> _What you should do_:
I'd like every line in the following listing that holds "instance" copied.

> _Data supplied_:
--*--

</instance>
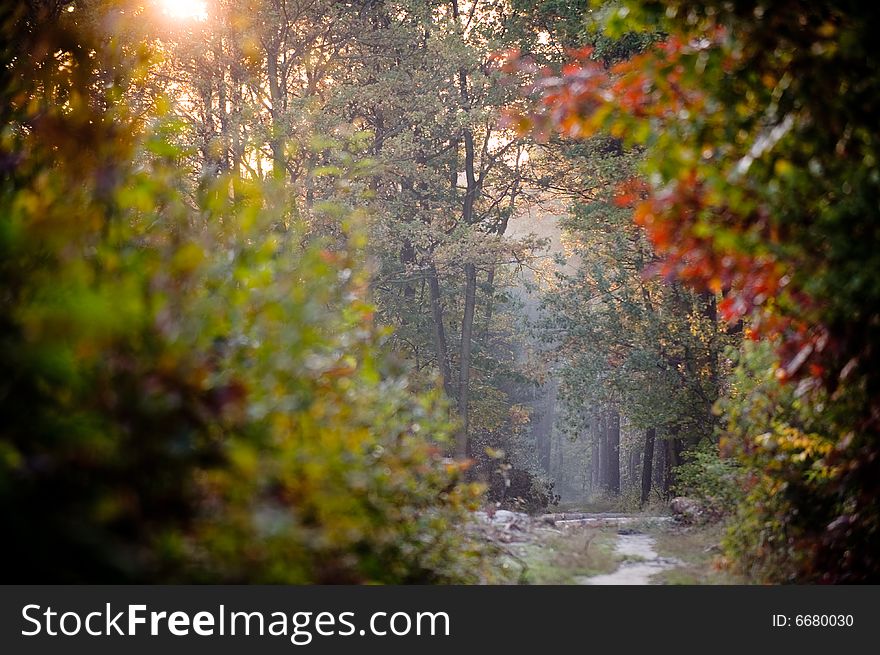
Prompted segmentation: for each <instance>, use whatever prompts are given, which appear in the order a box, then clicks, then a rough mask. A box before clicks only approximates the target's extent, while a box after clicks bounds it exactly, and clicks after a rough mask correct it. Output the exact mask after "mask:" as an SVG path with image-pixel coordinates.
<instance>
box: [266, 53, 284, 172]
mask: <svg viewBox="0 0 880 655" xmlns="http://www.w3.org/2000/svg"><path fill="white" fill-rule="evenodd" d="M278 73H279V71H278V48H277V47H276V46H274V45H273V46H271V47H268V48H266V74H267V77H268V78H269V99H270V101H271V103H272V108H271V109H270V111H269V115H270V116H271V118H272V124H271V126H270V127H269V130H270V132H269V148H270V149H271V150H272V177H273V178H275V179H276V180H283V179H284V177H285V173H286V171H287V162H286V161H285V158H284V139H283V138H282V129H281V121H282V116H283V110H282V106H281V105H282V102H283V101H282V98H281V80H280V79H279V76H278Z"/></svg>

--*--

> _Answer space_:
</instance>
Prompted segmentation: for each <instance>, use whatever prompts are given, which appear in the order a box, then clicks, then a rough mask. A box before clicks only approximates the target's extent, while a box after clicks bounds it exactly, and clicks after a rough mask correct it. Output the exact mask after "mask:" as an SVG path with image-pixel coordinates.
<instance>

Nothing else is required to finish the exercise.